PROBLEMS TO WORK ON>
(a) From the Xen page-translation excerpt, copy everything from "A Xen on ARM" down to "returns pfn.".
(b) Answer these questions using the Xen page-translation excerpt:
(i) What does pfn_to_bfn generally return, and when does it not?
(ii) Which file is cited as showing the use of pfn_to_bfn on x86?
(iii) What page granularity is the pseudo-physical frame in the helpers always based on?

TEXT EXTRACT>
------------
A Xen on ARM guest doesn't actually know the mfns behind its own
pseudo-physical pages. This is why we stopped using pfn_to_mfn and
started using pfn_to_bfn instead, which will generally return "pfn",
unless the page is a foreign grant. See include/xen/arm/page.h.
pfn_to_bfn was also introduced on x86. For example, see the usage of
pfn_to_bfn in drivers/xen/swiotlb-xen.c. Otherwise, if you don't care
about other mapped grants, you can just use pfn_to_gfn, that always
returns pfn.


Also, for your information, we support different page granularities in
Linux as a Xen guest, see the comment at include/xen/arm/page.h:

/*
* The pseudo-physical frame (pfn) used in all the helpers is always based
* on Xen page granularity (i.e 4KB).
*
* A Linux page may be split across multiple non-contiguous Xen page so we
* have to keep track with frame based on 4KB page granularity.
------------
(Dataset entries)

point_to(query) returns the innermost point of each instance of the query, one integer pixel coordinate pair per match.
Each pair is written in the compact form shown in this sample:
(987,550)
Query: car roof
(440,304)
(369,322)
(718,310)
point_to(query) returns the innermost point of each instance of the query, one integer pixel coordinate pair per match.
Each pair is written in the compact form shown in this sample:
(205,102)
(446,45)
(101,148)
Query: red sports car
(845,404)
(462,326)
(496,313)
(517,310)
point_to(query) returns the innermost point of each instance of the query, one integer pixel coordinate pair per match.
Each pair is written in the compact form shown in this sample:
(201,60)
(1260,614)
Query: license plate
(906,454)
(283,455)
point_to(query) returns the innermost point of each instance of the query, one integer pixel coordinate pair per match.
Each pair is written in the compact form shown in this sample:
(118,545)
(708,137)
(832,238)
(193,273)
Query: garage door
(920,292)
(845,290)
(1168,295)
------------
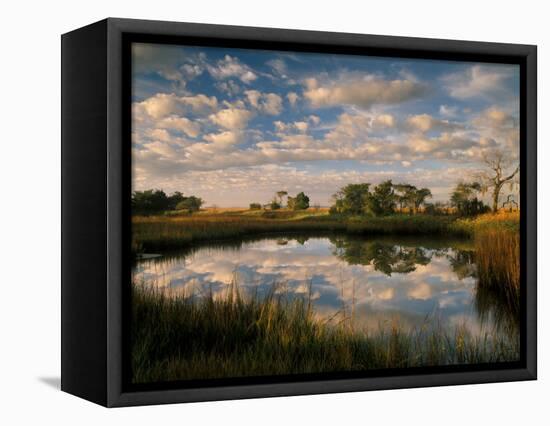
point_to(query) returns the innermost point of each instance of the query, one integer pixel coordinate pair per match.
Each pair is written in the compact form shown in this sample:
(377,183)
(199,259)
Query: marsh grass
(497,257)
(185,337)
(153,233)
------------
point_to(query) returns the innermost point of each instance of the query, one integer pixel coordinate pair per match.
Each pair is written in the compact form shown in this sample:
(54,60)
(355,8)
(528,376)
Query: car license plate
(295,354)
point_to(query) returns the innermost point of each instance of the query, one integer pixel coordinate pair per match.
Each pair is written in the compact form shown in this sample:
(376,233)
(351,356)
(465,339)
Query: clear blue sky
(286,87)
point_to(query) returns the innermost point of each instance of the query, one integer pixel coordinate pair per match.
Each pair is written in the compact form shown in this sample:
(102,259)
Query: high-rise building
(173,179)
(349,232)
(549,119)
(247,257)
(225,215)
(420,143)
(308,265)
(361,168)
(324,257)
------------
REPLIES>
(a)
A Xen on ARM guest doesn't actually know the mfns behind its own
pseudo-physical pages. This is why we stopped using pfn_to_mfn and
started using pfn_to_bfn instead, which will generally return "pfn",
unless the page is a foreign grant. See include/xen/arm/page.h.
pfn_to_bfn was also introduced on x86. For example, see the usage of
pfn_to_bfn in drivers/xen/swiotlb-xen.c. Otherwise, if you don't care
about other mapped grants, you can just use pfn_to_gfn, that always
returns pfn.

(b)
(i) It generally returns "pfn", unless the page is a foreign grant.
(ii) drivers/xen/swiotlb-xen.c
(iii) Xen page granularity, i.e. 4KB.